Trecho para leitura:
É notável o empenho de Otacílio de Azevedo em demonstrar que os divertimentos acompanhados por música aconteciam em locais inusitados, e não somente nos clubes, nos
salões e nos teatros. Outro cronista, que também publicou livros documentais e analíticos
sobre música e que analisou a interação entre diferentes tipos sociais nesses locais foi Edigar
de Alencar
. A bodega, por exemplo, foi destacada pelo escritor como um ambiente catalisador e divulgador da criatividade musical entre seresteiros e ex-cativos cantadores.

 


A bodega na Fortaleza de anteontem foi sempre nota de realce da vida pacata da sua gente. Ponto de convergência e reduto de importância acima das rotineiras e modestas atividades mercantis. Assim com a farmácia era o local destacado – e ainda hoje deve ser – dos vilarejos e burgos do interior, a bodega nas cidades maiores era sem dúvida elemento catalisador e divulgador dos acontecimentos que merecessem essa qualificação.

Objetivo proposto 1:
Com base no trecho sobre a bodega na Fortaleza de antigamente, responda:
(a) Segundo Otacílio de Azevedo, onde aconteciam os divertimentos acompanhados por música, além dos clubes, dos salões e dos teatros?
(b) Que outro cronista o trecho menciona?
(c) Qual era o local destacado nos vilarejos e burgos do interior?
O trecho e os registros não têm nenhuma relação entre si.

Lista de registros:
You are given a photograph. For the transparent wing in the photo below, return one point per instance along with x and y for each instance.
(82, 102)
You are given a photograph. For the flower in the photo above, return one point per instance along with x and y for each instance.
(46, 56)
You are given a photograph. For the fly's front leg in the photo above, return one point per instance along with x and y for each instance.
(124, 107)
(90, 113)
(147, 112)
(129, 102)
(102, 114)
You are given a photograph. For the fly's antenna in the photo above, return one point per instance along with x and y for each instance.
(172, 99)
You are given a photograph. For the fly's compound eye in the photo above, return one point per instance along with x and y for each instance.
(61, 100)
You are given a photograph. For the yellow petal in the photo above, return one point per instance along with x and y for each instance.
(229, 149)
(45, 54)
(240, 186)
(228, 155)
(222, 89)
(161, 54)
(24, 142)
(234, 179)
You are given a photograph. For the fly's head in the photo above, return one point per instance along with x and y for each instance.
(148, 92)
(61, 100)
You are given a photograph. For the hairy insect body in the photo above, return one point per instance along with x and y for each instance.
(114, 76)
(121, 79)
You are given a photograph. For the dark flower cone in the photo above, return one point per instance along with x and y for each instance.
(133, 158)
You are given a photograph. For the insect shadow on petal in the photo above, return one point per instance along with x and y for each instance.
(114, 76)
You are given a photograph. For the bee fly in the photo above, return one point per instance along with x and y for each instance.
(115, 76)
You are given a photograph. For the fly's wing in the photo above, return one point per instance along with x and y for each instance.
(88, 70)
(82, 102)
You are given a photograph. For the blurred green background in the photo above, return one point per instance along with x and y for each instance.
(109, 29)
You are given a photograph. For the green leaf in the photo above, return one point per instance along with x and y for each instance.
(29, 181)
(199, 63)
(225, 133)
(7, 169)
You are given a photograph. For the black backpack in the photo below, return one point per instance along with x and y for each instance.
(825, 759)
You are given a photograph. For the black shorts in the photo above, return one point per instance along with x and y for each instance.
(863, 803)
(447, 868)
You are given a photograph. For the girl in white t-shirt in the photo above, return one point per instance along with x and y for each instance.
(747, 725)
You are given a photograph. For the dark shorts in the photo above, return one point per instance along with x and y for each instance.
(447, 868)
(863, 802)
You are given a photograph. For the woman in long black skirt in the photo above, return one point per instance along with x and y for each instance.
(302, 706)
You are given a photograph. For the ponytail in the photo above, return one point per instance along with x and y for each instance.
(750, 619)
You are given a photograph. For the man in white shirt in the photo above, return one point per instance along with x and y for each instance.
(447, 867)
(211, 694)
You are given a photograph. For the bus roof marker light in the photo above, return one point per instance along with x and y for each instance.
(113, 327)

Objetivo proposto 2: Coloque em um CSV de duas colunas, "pedido" e "resposta", os registros que começam na linha com "You are given a photograph. For the bus" e vão até o fim dos registros, incluindo as duas pontas. Cada pedido deve ocupar uma linha, e cada campo deve vir entre aspas, com as quebras de linha trocadas por espaços.

Resposta esperada 1:
(a) Em locais inusitados.
(b) Edigar de Alencar.
(c) A farmácia.

Resposta esperada 2:
pedido,resposta
"You are given a photograph. For the bus roof marker light in the photo above, return one point per instance along with x and y for each instance.","(113, 327)"